* start *

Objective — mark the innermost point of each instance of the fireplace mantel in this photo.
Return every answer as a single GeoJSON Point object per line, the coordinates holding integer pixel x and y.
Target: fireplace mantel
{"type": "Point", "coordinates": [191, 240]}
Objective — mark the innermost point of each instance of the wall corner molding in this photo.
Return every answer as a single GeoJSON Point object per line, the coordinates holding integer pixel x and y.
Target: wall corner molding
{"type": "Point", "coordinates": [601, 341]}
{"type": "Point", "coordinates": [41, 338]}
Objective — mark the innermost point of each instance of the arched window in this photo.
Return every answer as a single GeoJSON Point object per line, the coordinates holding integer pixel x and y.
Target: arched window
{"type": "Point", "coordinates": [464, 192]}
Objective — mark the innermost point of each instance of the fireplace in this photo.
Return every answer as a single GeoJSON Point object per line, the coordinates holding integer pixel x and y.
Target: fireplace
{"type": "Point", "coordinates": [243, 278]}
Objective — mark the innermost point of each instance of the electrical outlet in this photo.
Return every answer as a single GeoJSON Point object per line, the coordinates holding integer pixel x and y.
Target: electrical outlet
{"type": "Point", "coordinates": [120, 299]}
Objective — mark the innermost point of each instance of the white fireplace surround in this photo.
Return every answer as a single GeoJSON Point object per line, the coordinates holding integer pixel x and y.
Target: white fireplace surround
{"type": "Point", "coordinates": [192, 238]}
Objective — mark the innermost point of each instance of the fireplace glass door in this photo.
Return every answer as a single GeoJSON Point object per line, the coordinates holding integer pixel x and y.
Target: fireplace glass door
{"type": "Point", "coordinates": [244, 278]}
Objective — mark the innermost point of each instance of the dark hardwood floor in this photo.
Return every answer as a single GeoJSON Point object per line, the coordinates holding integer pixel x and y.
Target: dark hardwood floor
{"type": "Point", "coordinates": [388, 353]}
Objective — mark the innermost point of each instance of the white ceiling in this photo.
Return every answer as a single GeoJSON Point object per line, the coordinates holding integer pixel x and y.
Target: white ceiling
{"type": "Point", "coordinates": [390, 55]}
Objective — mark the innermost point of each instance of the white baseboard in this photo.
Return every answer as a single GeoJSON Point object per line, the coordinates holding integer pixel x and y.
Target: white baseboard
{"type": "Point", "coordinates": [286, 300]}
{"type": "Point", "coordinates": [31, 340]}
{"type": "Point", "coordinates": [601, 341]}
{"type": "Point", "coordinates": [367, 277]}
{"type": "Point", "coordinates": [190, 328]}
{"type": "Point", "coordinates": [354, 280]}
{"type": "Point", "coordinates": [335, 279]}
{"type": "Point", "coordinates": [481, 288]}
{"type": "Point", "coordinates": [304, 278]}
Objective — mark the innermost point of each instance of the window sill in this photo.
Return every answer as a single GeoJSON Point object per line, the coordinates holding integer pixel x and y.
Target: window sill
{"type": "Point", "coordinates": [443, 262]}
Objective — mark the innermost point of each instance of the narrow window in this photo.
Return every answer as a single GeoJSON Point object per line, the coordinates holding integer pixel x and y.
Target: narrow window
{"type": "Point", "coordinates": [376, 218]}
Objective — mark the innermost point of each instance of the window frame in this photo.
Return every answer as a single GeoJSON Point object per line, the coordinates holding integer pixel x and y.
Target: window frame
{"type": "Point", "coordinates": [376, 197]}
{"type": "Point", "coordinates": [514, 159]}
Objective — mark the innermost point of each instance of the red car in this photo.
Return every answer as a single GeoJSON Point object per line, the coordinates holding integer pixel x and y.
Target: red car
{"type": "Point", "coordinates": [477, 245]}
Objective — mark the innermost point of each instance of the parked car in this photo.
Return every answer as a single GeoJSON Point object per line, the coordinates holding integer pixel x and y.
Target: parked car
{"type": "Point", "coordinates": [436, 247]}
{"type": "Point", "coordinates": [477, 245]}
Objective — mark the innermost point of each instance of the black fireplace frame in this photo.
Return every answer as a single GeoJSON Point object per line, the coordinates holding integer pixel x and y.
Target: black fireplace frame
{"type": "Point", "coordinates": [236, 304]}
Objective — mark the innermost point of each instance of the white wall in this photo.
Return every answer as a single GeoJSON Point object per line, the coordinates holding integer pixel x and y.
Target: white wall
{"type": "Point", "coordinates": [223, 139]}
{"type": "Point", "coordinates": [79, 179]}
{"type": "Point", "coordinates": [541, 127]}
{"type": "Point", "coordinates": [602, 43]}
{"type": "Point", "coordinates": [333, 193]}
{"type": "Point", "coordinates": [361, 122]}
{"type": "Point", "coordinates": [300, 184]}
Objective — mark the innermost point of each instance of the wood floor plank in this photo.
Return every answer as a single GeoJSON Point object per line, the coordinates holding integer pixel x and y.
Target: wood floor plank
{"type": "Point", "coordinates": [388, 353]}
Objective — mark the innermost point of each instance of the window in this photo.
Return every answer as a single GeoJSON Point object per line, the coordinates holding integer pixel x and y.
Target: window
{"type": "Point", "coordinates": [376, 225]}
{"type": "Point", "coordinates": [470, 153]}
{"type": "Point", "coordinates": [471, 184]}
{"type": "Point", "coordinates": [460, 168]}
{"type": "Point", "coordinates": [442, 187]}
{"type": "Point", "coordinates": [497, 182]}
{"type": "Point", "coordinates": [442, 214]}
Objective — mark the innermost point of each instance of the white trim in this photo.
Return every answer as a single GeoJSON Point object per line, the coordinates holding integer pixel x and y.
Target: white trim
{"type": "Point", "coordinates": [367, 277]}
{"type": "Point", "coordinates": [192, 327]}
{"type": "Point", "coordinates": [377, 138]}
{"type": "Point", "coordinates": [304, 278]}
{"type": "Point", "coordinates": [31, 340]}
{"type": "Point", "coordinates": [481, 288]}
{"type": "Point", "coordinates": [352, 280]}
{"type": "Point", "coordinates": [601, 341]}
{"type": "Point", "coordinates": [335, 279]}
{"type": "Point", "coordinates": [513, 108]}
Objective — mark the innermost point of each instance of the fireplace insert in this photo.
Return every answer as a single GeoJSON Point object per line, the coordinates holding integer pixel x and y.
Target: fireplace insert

* end *

Update every one of the lines above so that "innermost point" becomes "center point" throughout, and change nothing else.

Solution for this exercise:
Objective — mark the center point of each instance of the fireplace mantel in this photo.
Return every answer as a single GeoJSON Point object per line, the coordinates holding integer pixel x and y.
Target: fireplace mantel
{"type": "Point", "coordinates": [191, 240]}
Objective — mark the center point of each instance of the wall corner molding in this photo.
Return every answer as a single GeoJSON Point object per line, the coordinates holding integer pixel x and y.
Target: wall corner molding
{"type": "Point", "coordinates": [601, 341]}
{"type": "Point", "coordinates": [41, 338]}
Objective — mark the center point of each instance of the arched window in this photo.
Return every answer as a single GeoJSON Point object per line, the coordinates holding integer pixel x and y.
Target: arched window
{"type": "Point", "coordinates": [464, 192]}
Objective — mark the center point of each instance of the fireplace in this photo.
Return every answer as a single GeoJSON Point object per line, the coordinates holding integer pixel x and y.
Target: fireplace
{"type": "Point", "coordinates": [243, 278]}
Objective — mark the center point of each instance of the electrical outlet in this photo.
Return every answer as a single GeoJSON Point object per line, the coordinates holding integer pixel x and y.
Target: electrical outlet
{"type": "Point", "coordinates": [120, 299]}
Objective — mark the center point of each instance of the white fireplace surround in this photo.
Return every answer as a single GeoJSON Point object per line, the coordinates holding integer pixel x and y.
Target: white fireplace surround
{"type": "Point", "coordinates": [192, 238]}
Objective — mark the center point of each instance of the fireplace glass door in this photo.
Return every answer as a single GeoJSON Point object per line, the coordinates holding integer pixel x and y.
Target: fireplace glass door
{"type": "Point", "coordinates": [244, 278]}
Objective — mark the center point of each instance of the dark hardwood floor in this photo.
Return every answer as a single GeoJSON Point object per line, the coordinates holding integer pixel x and y.
Target: dark hardwood floor
{"type": "Point", "coordinates": [388, 353]}
Objective — mark the center point of each instance of the white ceiling in this photo.
Return every answer as a single GeoJSON Point object per line, the coordinates holding integer pixel x and y.
Target: white ceiling
{"type": "Point", "coordinates": [390, 55]}
Objective — mark the center point of each instance of the white baseboard in this photo.
Return every answer as a single GeoJSON Point object per line, the coordinates holding integer pixel x and y.
Target: white baseboard
{"type": "Point", "coordinates": [286, 300]}
{"type": "Point", "coordinates": [31, 340]}
{"type": "Point", "coordinates": [601, 341]}
{"type": "Point", "coordinates": [367, 277]}
{"type": "Point", "coordinates": [190, 328]}
{"type": "Point", "coordinates": [354, 280]}
{"type": "Point", "coordinates": [335, 279]}
{"type": "Point", "coordinates": [481, 288]}
{"type": "Point", "coordinates": [304, 278]}
Objective — mark the center point of each instance of the window sill in this photo.
Return every answer as a single GeoJSON Point object per line, the coordinates holding integer pixel x and y.
Target: window sill
{"type": "Point", "coordinates": [443, 262]}
Objective — mark the center point of each instance of the narrow window in this photo.
Return every answer as a single GeoJSON Point object per line, the coordinates holding integer pixel x and y.
Target: narrow window
{"type": "Point", "coordinates": [376, 218]}
Objective — mark the center point of each instance of the window frame in this photo.
Return every answer as a single GeoJSON Point object per line, the coordinates holding integer pixel x and y.
Target: window frame
{"type": "Point", "coordinates": [376, 197]}
{"type": "Point", "coordinates": [514, 159]}
Objective — mark the center point of each instance of the red car in this photo.
Return every answer as a single GeoJSON Point object per line, the coordinates holding integer pixel x and y.
Target: red car
{"type": "Point", "coordinates": [477, 245]}
Objective — mark the center point of each instance of the parked car in this photo.
Return every answer as a single GeoJSON Point object per line, the coordinates holding integer pixel x and y.
Target: parked car
{"type": "Point", "coordinates": [436, 247]}
{"type": "Point", "coordinates": [477, 245]}
Objective — mark the center point of each instance of the black fireplace frame in this photo.
Return every answer as a single GeoJSON Point object per line, the coordinates holding integer pixel x and y.
Target: black fireplace frame
{"type": "Point", "coordinates": [236, 304]}
Objective — mark the center point of each instance of the white wall in this photo.
Return every answer as a single GeoJSON Point object per line, the coordinates holding integer pixel x and y.
Target: white wall
{"type": "Point", "coordinates": [223, 139]}
{"type": "Point", "coordinates": [79, 179]}
{"type": "Point", "coordinates": [541, 127]}
{"type": "Point", "coordinates": [602, 43]}
{"type": "Point", "coordinates": [333, 193]}
{"type": "Point", "coordinates": [361, 122]}
{"type": "Point", "coordinates": [300, 184]}
Objective — mark the center point of each instance of the wood floor plank in this photo.
Return every answer as a single GeoJSON Point object per line, the coordinates holding integer pixel x and y.
Target: wood floor plank
{"type": "Point", "coordinates": [388, 353]}
Objective — mark the center point of each instance of the window in this photo.
Return every answer as a single GeoJSON Point object per line, the coordinates holding integer pixel x and y.
Target: window
{"type": "Point", "coordinates": [376, 225]}
{"type": "Point", "coordinates": [470, 153]}
{"type": "Point", "coordinates": [471, 184]}
{"type": "Point", "coordinates": [460, 168]}
{"type": "Point", "coordinates": [442, 187]}
{"type": "Point", "coordinates": [497, 182]}
{"type": "Point", "coordinates": [442, 214]}
Objective — mark the center point of each instance of the white trim in this photo.
Return every answer as a single GeoJSON Point object per line, the coordinates holding integer pixel x and y.
Target: white trim
{"type": "Point", "coordinates": [367, 277]}
{"type": "Point", "coordinates": [192, 327]}
{"type": "Point", "coordinates": [377, 138]}
{"type": "Point", "coordinates": [304, 278]}
{"type": "Point", "coordinates": [31, 340]}
{"type": "Point", "coordinates": [481, 288]}
{"type": "Point", "coordinates": [352, 280]}
{"type": "Point", "coordinates": [601, 341]}
{"type": "Point", "coordinates": [335, 279]}
{"type": "Point", "coordinates": [513, 108]}
Objective — mark the center point of each instance of the fireplace insert in this photo.
Return every answer as a single GeoJSON Point object per line, the coordinates holding integer pixel x and y.
Target: fireplace insert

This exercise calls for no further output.